> _WHAT YOU WILL DO_
Using the text below on interpreting a 1-in-10 prediction, decide whether each statement agrees with it, answering yes or no and quoting the deciding words of the text exactly. 1. Under the frequentist interpretation, the predictor can say which predictions in the 10% group are more likely than others. 2. The Bayesian interpretation holds regardless of whether the randomness comes from lack of knowledge or is "true" randomness. 3. In lottery A, you get $100 if Trump is elected.

> _SUPPLIED TEXT_
------------------------------

The frequentist interpretation is roughly that if I go around making my best possible predictions, and we lump together all the things that I predict at 10%, about 1 in 10 of those things happen and the rest don't. But I wouldn't be able to be more specific about which ones in that group are more likely than others.
The Bayesian interpretation is that I can really view the world as flipping coins -- I don't care whether it's due to my lack of knowledge or "true" randomness -- and as far as I can tell, the coin flip involved here is 1 in 10.
We can also use a gambling interpretation. Here's one based on security of python's random module. Imagine the following three lotteries I offer you. In lottery A, you get $100 if Trump is elected. In lottery B, you get $100 if the following python code returns true on my laptop:
random.random() <= 0.09999
In lottery C, you get $100 if this code returns true:
random.random() <= 0.10001
If you would rather have lottery A than B, and you'd rather have C than A, then in some sense that you believe Trump has a 1 in 10 chance.
Now there's an interesting extra layer to all of this because it's a model predicting, not a person. In a short space, I would basically say that we've trained models to predict in ways that are not inconsistent with any of the interpretations above, when put into situations where that is testable. Then we use them in situations where it might not be, like this.

------------------------------

> _RECORDS SUPPLIED_
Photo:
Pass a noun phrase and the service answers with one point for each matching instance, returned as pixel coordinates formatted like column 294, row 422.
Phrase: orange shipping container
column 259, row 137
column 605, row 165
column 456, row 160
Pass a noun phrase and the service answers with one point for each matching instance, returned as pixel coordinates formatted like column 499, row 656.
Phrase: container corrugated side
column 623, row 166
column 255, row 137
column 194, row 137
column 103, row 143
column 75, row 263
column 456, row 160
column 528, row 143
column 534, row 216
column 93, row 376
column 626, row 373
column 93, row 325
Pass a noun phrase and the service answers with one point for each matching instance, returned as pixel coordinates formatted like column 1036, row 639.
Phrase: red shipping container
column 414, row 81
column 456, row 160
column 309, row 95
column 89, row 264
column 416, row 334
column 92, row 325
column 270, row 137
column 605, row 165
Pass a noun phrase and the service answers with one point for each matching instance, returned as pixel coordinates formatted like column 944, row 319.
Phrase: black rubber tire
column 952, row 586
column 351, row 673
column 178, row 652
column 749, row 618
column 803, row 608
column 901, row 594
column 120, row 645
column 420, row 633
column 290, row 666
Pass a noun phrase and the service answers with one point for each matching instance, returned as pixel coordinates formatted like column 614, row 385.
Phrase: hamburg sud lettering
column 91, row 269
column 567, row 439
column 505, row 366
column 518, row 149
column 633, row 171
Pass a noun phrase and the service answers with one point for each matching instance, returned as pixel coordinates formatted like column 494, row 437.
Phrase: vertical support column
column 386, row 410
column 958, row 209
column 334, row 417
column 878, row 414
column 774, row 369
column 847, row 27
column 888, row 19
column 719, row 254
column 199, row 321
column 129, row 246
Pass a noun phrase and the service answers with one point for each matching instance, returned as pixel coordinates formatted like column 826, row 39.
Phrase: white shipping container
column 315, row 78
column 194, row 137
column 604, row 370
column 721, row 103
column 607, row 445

------------------------------

> _RESPONSE AREA_
1. No: "But I wouldn't be able to be more specific about which ones in that group are more likely than others."
2. Yes: "I don't care whether it's due to my lack of knowledge or "true" randomness"
3. Yes: "In lottery A, you get $100 if Trump is elected."